● WHAT NEEDS TO BE DONE:
Extract each line of the records that contains the string "logo", matching case exactly.

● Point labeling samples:
*-*-*

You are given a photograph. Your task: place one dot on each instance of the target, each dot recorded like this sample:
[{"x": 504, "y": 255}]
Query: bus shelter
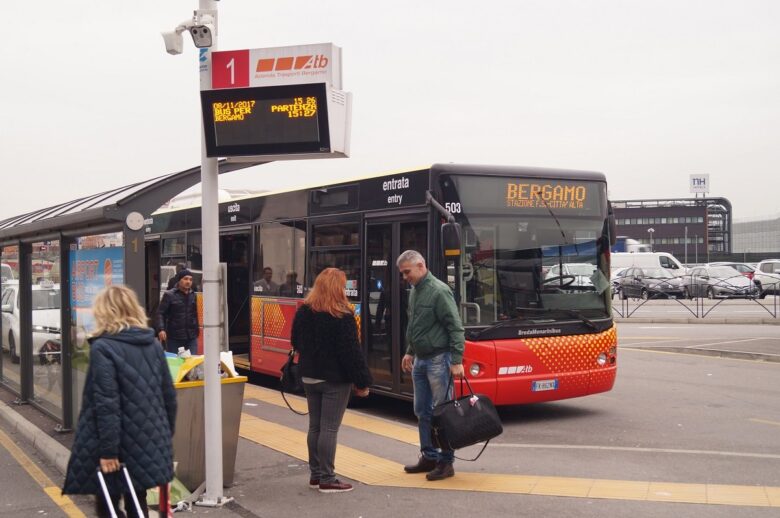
[{"x": 54, "y": 261}]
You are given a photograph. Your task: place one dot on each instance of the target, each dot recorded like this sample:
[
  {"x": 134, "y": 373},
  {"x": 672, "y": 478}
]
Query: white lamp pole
[{"x": 209, "y": 174}]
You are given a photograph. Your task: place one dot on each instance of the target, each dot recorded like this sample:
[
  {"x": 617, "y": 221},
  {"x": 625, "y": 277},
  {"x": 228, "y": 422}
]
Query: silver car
[{"x": 719, "y": 282}]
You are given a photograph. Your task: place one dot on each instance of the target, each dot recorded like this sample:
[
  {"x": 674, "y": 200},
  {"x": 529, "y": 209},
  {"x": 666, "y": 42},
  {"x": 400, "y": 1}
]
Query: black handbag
[
  {"x": 466, "y": 420},
  {"x": 290, "y": 381}
]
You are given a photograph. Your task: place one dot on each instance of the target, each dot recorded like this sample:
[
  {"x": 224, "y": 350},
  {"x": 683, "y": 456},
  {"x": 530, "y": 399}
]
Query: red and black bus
[{"x": 529, "y": 268}]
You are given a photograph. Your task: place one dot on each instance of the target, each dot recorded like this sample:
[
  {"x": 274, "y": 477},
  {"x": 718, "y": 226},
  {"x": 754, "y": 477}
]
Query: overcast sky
[{"x": 646, "y": 92}]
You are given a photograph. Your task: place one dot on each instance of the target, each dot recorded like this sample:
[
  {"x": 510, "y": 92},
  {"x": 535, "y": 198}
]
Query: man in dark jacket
[
  {"x": 434, "y": 353},
  {"x": 177, "y": 322}
]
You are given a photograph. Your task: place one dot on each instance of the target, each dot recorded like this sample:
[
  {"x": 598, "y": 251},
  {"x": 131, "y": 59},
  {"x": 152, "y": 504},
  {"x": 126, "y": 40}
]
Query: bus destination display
[
  {"x": 271, "y": 121},
  {"x": 260, "y": 121}
]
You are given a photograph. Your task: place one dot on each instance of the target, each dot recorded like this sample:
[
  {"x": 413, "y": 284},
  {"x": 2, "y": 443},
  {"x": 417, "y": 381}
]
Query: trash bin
[{"x": 189, "y": 451}]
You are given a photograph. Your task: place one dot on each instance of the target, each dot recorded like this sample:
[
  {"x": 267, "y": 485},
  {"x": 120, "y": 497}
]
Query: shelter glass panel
[
  {"x": 46, "y": 326},
  {"x": 10, "y": 373},
  {"x": 96, "y": 261}
]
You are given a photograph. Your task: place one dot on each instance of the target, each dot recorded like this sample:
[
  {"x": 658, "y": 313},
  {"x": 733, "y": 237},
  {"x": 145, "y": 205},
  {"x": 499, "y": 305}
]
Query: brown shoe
[
  {"x": 424, "y": 465},
  {"x": 442, "y": 471},
  {"x": 336, "y": 486}
]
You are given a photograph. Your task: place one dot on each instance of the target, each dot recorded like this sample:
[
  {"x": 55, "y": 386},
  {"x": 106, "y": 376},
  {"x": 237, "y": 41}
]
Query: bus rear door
[{"x": 386, "y": 296}]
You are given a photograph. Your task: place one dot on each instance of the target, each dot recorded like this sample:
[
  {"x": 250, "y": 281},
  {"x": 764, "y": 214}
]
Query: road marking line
[
  {"x": 54, "y": 492},
  {"x": 373, "y": 470},
  {"x": 725, "y": 342},
  {"x": 763, "y": 421}
]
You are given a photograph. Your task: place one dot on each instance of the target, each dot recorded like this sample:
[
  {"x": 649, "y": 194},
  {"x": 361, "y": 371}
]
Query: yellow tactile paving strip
[
  {"x": 372, "y": 470},
  {"x": 373, "y": 425}
]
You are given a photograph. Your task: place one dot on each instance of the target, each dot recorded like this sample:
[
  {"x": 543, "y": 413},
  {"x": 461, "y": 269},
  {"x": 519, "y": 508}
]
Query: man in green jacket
[{"x": 434, "y": 352}]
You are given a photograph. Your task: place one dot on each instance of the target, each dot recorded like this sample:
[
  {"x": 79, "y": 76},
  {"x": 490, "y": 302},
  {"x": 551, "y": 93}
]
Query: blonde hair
[
  {"x": 327, "y": 295},
  {"x": 117, "y": 308}
]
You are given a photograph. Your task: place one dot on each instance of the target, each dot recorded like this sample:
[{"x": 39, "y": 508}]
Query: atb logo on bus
[
  {"x": 516, "y": 369},
  {"x": 542, "y": 385},
  {"x": 538, "y": 332}
]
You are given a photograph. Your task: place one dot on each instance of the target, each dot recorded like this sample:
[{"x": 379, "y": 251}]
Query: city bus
[{"x": 491, "y": 233}]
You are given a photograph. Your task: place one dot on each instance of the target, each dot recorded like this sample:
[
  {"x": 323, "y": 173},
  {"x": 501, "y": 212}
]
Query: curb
[
  {"x": 54, "y": 452},
  {"x": 734, "y": 355},
  {"x": 734, "y": 321}
]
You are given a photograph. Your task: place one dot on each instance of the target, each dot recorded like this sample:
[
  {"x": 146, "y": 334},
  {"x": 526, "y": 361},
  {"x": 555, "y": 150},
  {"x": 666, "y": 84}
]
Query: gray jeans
[{"x": 327, "y": 403}]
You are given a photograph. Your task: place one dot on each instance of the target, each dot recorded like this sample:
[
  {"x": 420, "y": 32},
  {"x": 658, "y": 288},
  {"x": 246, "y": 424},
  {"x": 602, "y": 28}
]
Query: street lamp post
[{"x": 203, "y": 28}]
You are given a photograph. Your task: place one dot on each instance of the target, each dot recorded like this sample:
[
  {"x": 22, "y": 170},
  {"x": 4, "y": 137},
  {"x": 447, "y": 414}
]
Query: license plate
[{"x": 541, "y": 385}]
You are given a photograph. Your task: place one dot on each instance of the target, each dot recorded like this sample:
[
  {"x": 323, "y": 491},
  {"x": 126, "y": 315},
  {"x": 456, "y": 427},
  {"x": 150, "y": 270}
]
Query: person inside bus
[
  {"x": 172, "y": 281},
  {"x": 332, "y": 364},
  {"x": 290, "y": 288},
  {"x": 266, "y": 285},
  {"x": 434, "y": 355},
  {"x": 177, "y": 322}
]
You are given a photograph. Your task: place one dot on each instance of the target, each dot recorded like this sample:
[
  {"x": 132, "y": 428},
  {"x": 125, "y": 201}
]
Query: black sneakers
[
  {"x": 336, "y": 486},
  {"x": 424, "y": 465},
  {"x": 442, "y": 471}
]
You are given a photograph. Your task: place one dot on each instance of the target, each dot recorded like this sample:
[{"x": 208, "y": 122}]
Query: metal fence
[{"x": 721, "y": 297}]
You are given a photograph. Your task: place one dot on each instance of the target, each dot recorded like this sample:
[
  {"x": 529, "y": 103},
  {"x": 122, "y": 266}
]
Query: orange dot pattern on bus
[{"x": 269, "y": 318}]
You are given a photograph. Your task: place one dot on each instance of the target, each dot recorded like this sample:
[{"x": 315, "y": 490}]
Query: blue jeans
[
  {"x": 172, "y": 345},
  {"x": 327, "y": 404},
  {"x": 431, "y": 376}
]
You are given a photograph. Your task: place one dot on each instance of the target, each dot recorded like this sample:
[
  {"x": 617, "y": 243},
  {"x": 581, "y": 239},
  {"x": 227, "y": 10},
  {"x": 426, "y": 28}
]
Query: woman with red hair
[{"x": 331, "y": 363}]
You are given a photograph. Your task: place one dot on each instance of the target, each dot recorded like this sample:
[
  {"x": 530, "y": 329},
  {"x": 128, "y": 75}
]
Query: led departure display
[{"x": 266, "y": 120}]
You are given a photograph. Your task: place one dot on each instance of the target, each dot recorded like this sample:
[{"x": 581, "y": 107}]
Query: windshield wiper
[{"x": 502, "y": 323}]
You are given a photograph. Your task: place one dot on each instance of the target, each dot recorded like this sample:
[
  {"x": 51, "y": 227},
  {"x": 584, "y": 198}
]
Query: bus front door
[{"x": 385, "y": 307}]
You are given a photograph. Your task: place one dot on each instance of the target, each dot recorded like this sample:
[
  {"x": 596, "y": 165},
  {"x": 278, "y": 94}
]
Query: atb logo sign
[
  {"x": 292, "y": 63},
  {"x": 700, "y": 183},
  {"x": 277, "y": 66}
]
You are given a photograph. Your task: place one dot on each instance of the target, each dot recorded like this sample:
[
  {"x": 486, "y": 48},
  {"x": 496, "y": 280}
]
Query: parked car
[
  {"x": 650, "y": 283},
  {"x": 743, "y": 268},
  {"x": 719, "y": 282},
  {"x": 578, "y": 273},
  {"x": 615, "y": 280},
  {"x": 47, "y": 342},
  {"x": 647, "y": 260},
  {"x": 767, "y": 277}
]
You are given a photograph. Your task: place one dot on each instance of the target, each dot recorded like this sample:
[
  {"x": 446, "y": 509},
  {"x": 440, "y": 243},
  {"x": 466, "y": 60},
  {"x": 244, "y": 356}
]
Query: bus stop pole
[{"x": 213, "y": 495}]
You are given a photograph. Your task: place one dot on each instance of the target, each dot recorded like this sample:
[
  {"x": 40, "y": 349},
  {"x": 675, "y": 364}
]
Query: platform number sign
[
  {"x": 230, "y": 69},
  {"x": 276, "y": 103}
]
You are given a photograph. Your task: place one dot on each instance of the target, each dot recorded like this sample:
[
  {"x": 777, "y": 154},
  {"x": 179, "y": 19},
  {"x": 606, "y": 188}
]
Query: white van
[
  {"x": 6, "y": 273},
  {"x": 646, "y": 260}
]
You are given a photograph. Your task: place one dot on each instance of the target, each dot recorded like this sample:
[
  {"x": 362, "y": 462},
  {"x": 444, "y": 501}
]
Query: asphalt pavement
[{"x": 647, "y": 448}]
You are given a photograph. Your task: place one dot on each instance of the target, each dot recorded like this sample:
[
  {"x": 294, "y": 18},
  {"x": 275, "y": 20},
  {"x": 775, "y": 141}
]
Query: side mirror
[
  {"x": 450, "y": 239},
  {"x": 611, "y": 224}
]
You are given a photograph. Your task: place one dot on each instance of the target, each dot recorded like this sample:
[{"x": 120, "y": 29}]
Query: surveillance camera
[
  {"x": 173, "y": 42},
  {"x": 202, "y": 35}
]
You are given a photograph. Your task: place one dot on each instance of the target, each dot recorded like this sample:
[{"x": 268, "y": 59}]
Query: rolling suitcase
[{"x": 130, "y": 489}]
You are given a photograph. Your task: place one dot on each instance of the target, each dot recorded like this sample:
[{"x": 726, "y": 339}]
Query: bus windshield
[{"x": 529, "y": 259}]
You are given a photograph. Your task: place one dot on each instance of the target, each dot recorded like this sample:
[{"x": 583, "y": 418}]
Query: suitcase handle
[{"x": 130, "y": 488}]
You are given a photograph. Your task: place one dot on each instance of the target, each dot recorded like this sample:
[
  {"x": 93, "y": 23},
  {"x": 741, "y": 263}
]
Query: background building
[
  {"x": 691, "y": 229},
  {"x": 757, "y": 236}
]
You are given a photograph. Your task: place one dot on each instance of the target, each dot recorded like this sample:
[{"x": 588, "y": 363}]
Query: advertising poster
[{"x": 90, "y": 271}]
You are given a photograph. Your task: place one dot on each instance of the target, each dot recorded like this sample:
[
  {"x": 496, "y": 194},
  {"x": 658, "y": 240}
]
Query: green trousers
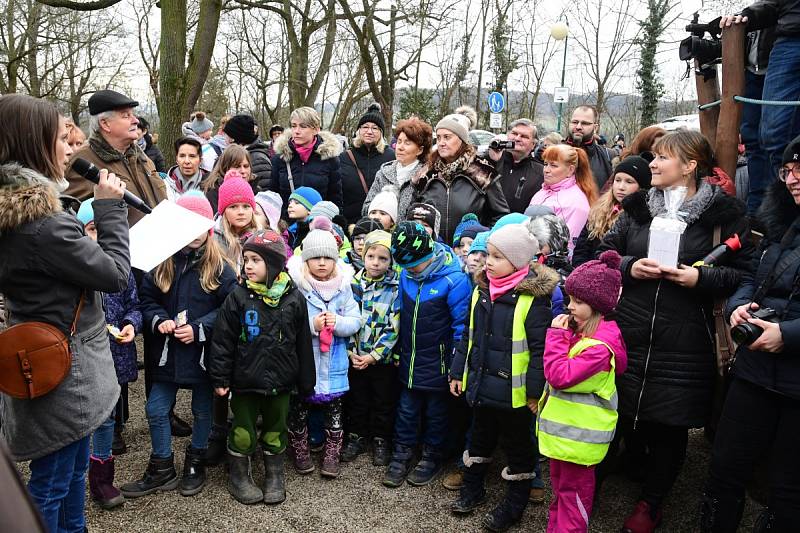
[{"x": 246, "y": 408}]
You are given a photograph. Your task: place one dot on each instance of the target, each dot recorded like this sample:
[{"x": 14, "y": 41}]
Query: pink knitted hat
[
  {"x": 196, "y": 203},
  {"x": 597, "y": 282},
  {"x": 235, "y": 191}
]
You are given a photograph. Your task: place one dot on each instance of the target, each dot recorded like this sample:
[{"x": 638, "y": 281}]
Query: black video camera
[
  {"x": 747, "y": 333},
  {"x": 502, "y": 145},
  {"x": 696, "y": 46}
]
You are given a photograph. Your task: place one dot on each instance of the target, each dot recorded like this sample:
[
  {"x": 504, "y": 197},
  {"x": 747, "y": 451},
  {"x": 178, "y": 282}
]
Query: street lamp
[{"x": 559, "y": 31}]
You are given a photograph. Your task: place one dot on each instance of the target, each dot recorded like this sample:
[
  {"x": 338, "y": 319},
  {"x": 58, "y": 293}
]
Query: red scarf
[{"x": 500, "y": 286}]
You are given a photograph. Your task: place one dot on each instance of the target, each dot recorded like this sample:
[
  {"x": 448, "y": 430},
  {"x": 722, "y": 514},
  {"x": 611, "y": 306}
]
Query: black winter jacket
[
  {"x": 519, "y": 180},
  {"x": 184, "y": 363},
  {"x": 369, "y": 160},
  {"x": 321, "y": 172},
  {"x": 668, "y": 328},
  {"x": 778, "y": 372},
  {"x": 260, "y": 164},
  {"x": 475, "y": 189},
  {"x": 489, "y": 375},
  {"x": 783, "y": 14},
  {"x": 261, "y": 349}
]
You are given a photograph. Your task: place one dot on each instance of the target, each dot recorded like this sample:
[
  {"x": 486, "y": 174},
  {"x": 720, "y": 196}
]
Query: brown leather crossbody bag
[{"x": 35, "y": 357}]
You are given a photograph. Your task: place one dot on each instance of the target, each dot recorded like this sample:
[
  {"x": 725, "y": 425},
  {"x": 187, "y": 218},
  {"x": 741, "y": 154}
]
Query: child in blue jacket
[
  {"x": 434, "y": 294},
  {"x": 333, "y": 317},
  {"x": 369, "y": 407}
]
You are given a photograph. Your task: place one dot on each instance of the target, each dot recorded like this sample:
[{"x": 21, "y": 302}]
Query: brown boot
[
  {"x": 333, "y": 446},
  {"x": 298, "y": 442},
  {"x": 101, "y": 483}
]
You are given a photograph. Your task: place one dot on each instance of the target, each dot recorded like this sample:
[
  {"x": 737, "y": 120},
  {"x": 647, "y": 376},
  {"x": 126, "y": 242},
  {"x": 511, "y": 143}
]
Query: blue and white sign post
[{"x": 497, "y": 103}]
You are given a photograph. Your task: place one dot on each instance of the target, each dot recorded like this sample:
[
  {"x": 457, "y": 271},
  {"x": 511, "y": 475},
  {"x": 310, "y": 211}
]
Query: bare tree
[
  {"x": 603, "y": 32},
  {"x": 380, "y": 45},
  {"x": 538, "y": 54}
]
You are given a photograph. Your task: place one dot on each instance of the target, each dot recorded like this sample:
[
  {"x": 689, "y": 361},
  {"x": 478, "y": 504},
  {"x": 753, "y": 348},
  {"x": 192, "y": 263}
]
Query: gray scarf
[{"x": 690, "y": 210}]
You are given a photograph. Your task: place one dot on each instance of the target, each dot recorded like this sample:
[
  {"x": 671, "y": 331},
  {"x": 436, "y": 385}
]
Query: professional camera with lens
[
  {"x": 746, "y": 333},
  {"x": 706, "y": 51},
  {"x": 501, "y": 145}
]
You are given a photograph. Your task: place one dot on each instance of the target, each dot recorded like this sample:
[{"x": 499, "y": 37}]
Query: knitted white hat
[
  {"x": 385, "y": 201},
  {"x": 516, "y": 243},
  {"x": 319, "y": 243}
]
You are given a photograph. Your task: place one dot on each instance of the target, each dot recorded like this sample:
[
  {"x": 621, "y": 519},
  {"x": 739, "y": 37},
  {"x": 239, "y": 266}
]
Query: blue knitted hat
[
  {"x": 467, "y": 221},
  {"x": 306, "y": 196},
  {"x": 511, "y": 218},
  {"x": 479, "y": 244},
  {"x": 411, "y": 244}
]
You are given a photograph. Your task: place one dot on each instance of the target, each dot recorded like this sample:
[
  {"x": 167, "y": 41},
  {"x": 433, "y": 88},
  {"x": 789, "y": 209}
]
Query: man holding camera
[
  {"x": 762, "y": 408},
  {"x": 521, "y": 176},
  {"x": 583, "y": 131}
]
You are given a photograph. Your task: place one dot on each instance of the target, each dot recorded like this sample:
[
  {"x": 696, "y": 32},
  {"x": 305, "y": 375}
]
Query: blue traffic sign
[{"x": 497, "y": 102}]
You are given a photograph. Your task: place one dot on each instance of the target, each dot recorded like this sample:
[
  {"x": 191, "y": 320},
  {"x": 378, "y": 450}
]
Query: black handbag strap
[{"x": 775, "y": 273}]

*-*-*

● RESULT FOR THIS TASK:
Query: atb logo on bus
Query: atb logo sign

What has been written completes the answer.